▸ **Testo fornito**
Negli Stati Uniti, oltre 1 milione di persone convive con il morbo di Parkinson, tra cui figure note come gli attori Michael J. Fox e Alan Alda, il cantante Neil Diamond e la leggenda del football Brett Favre. I ricercatori stimano che ogni anno vengano diagnosticati circa 90.000 nuovi casi.
La maggior parte dei casi di morbo di Parkinson non è legata alla genetica individuale, il che spinge i ricercatori a indagare su quali fattori ambientali possano innescare la morte delle cellule nervose produttrici di dopamina.
L’HPgV nei cervelli di pazienti con Parkinson: uno studio autoptico
Per il recente studio, i ricercatori hanno condotto autopsie sui cervelli di 10 pazienti affetti dal morbo di Parkinson e di 14 individui senza questa patologia. Il team ha rilevato il Pegivirus Umano (HPgV) in cinque dei dieci cervelli di persone con Parkinson, ma in nessuno dei 14 cervelli sani. Questo virus è stato riscontrato anche nel liquido spinale dei pazienti con Parkinson, ma non nel gruppo di controllo. Inoltre, i ricercatori hanno osservato che i pazienti con HPgV presentavano danni cerebrali più estesi.

Successivamente, i ricercatori hanno analizzato campioni di sangue da oltre 1.000 partecipanti alla Parkinson’s Progression Markers Initiative, una vasta raccolta di campioni biologici disponibile per la ricerca sul Parkinson. L’HPgV è un virus trasmesso per via ematica, appartenente alla stessa famiglia dell’epatite C.
Dall’analisi è emerso che solo circa l’1% dei pazienti affetti da Parkinson presentava HPgV nei campioni di sangue. Tuttavia, le persone con il virus hanno mostrato segnali distinti dal loro sistema immunitario, in particolare quelle con una mutazione genetica legata al Parkinson chiamata LRRK2.

▸ **Consegna 1**
Indica se ciascuna affermazione concorda con il testo sul morbo di Parkinson. Rispondi sì o no e cita le parole del testo che lo stabiliscono.
(a) Il Pegivirus Umano è stato rilevato in cinque dei dieci cervelli di persone con Parkinson.
(b) Il Pegivirus Umano è stato rilevato in alcuni dei 14 cervelli sani.
(c) Circa il 10% dei pazienti affetti da Parkinson presentava HPgV nei campioni di sangue.
▸ **Consegna 2**
In base al testo sul morbo di Parkinson, spiega perché i ricercatori indagano sui fattori ambientali.
Le righe non hanno alcun ruolo in questo lavoro.

▸ **Raccolta di righe**
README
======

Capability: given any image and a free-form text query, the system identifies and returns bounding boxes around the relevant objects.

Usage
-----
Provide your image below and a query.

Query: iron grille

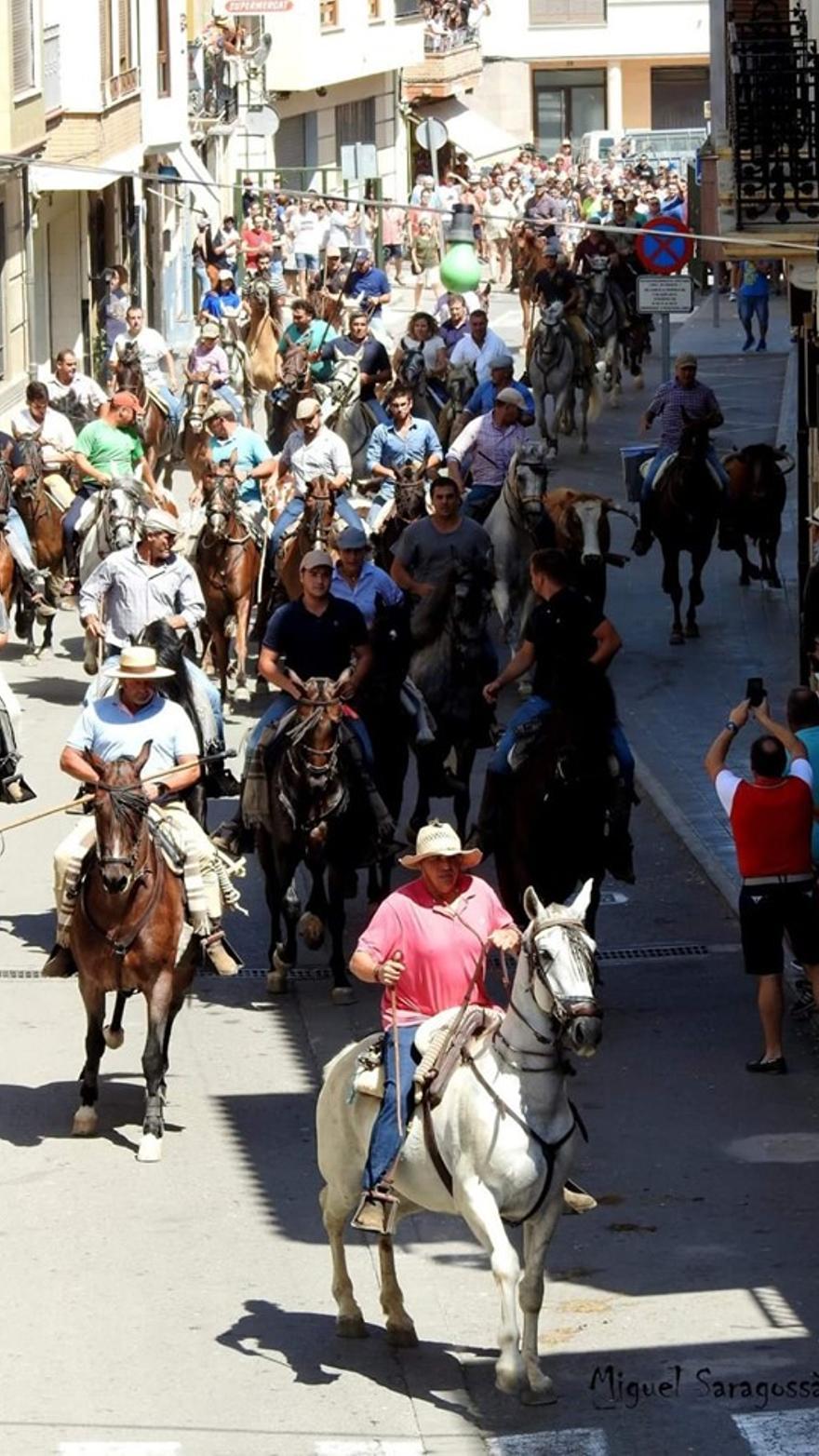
[728,0,819,229]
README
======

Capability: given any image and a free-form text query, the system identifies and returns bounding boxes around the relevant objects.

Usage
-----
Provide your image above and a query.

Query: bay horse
[316,885,602,1405]
[195,452,262,703]
[114,341,176,490]
[545,488,638,613]
[15,433,73,658]
[409,563,498,840]
[723,444,794,586]
[483,439,548,653]
[249,677,375,1004]
[651,419,720,646]
[528,303,599,459]
[70,743,194,1164]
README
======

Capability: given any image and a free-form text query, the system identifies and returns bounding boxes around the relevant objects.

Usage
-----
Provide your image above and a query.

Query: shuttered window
[12,0,36,96]
[530,0,605,25]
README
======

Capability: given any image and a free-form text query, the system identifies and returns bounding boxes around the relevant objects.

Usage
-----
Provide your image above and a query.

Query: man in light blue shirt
[464,354,535,425]
[365,387,444,527]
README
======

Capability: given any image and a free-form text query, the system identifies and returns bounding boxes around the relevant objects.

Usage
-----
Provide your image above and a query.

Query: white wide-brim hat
[398,820,483,870]
[111,646,175,681]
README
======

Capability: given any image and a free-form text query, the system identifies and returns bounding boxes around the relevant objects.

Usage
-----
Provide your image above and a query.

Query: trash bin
[620,446,658,501]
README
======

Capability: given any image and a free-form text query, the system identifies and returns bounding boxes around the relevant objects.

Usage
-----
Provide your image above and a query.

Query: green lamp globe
[441,243,480,292]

▸ **La tua soluzione 1**
(a) Sì: «Il team ha rilevato il Pegivirus Umano (HPgV) in cinque dei dieci cervelli di persone con Parkinson».
(b) No: «ma in nessuno dei 14 cervelli sani».
(c) No: «solo circa l’1% dei pazienti affetti da Parkinson presentava HPgV nei campioni di sangue».

▸ **La tua soluzione 2**
La maggior parte dei casi di morbo di Parkinson non è legata alla genetica individuale. Per questo i ricercatori cercano quali fattori ambientali possano innescare la morte delle cellule nervose produttrici di dopamina.